• _GIVEN INSTRUCTION_: How many of the lines below contain the string "roof"? Matching is case-sensitive, and the reply should be the number alone.

• _DATA FOR THIS EXERCISE_:
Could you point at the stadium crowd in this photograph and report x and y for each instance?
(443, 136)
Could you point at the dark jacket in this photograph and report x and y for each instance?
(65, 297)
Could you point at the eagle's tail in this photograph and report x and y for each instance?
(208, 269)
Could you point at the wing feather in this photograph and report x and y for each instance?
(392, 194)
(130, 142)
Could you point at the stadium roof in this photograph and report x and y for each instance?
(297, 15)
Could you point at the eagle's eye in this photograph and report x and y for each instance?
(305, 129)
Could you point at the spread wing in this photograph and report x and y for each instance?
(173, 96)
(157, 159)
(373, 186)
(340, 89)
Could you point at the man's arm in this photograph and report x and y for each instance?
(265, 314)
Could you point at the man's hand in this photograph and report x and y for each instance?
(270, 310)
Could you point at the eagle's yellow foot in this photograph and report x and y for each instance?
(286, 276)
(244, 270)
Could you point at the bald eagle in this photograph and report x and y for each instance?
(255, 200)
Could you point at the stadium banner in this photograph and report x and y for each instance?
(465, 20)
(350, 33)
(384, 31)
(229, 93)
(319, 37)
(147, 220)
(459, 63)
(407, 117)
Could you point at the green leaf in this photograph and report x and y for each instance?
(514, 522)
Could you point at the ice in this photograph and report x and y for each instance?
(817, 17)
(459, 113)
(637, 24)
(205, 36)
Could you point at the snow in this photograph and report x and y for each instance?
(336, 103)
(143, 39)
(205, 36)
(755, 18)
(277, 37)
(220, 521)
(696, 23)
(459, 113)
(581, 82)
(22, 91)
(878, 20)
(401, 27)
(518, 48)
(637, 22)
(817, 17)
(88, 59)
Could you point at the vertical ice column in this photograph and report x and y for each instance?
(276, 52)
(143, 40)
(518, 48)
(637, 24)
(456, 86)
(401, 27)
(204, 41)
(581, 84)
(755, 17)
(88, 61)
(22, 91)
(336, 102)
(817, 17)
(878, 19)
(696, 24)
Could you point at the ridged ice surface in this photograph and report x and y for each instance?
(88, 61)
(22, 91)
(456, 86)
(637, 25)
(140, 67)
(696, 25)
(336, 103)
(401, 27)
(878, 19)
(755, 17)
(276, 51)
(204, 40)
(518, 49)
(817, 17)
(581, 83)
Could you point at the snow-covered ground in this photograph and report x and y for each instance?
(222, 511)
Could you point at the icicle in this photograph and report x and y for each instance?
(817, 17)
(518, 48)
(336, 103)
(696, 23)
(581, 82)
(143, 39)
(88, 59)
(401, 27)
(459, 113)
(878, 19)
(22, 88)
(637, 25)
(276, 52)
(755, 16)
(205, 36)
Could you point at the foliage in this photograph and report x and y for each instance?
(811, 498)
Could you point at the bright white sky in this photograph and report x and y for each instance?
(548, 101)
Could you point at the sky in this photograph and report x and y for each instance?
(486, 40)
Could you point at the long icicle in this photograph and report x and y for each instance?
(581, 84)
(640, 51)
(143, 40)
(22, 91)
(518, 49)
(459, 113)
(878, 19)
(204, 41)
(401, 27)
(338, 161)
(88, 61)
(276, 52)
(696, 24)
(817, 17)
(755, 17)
* * *
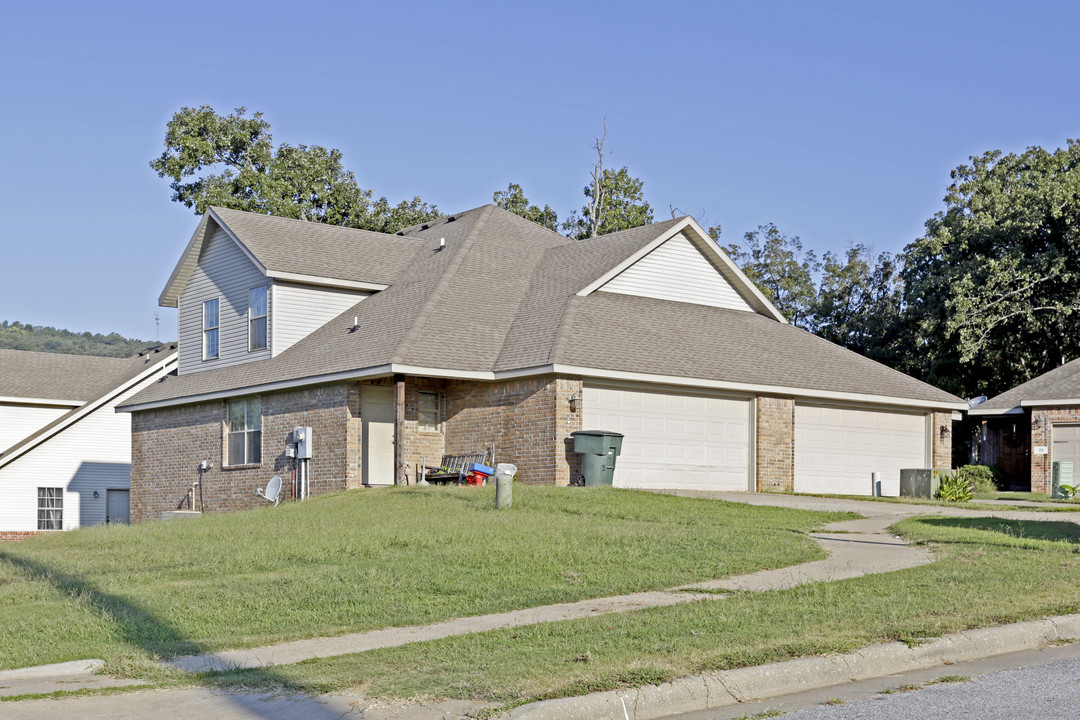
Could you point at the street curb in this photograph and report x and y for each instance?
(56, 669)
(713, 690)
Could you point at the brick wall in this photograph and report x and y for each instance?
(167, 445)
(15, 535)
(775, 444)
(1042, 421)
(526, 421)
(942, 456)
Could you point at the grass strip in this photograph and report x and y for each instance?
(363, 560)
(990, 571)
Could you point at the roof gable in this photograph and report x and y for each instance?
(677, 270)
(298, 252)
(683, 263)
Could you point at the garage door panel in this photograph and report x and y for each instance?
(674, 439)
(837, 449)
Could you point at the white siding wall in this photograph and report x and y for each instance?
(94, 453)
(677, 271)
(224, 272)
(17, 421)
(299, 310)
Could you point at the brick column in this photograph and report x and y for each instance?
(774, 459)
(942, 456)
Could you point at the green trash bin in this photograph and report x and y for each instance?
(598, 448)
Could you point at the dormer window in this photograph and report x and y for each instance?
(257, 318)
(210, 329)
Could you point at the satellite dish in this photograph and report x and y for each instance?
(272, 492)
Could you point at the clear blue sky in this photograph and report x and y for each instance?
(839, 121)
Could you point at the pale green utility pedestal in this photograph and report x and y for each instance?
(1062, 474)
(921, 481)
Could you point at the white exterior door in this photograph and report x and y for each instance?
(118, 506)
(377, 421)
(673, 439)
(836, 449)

• _EXERCISE RESPONSE_: 2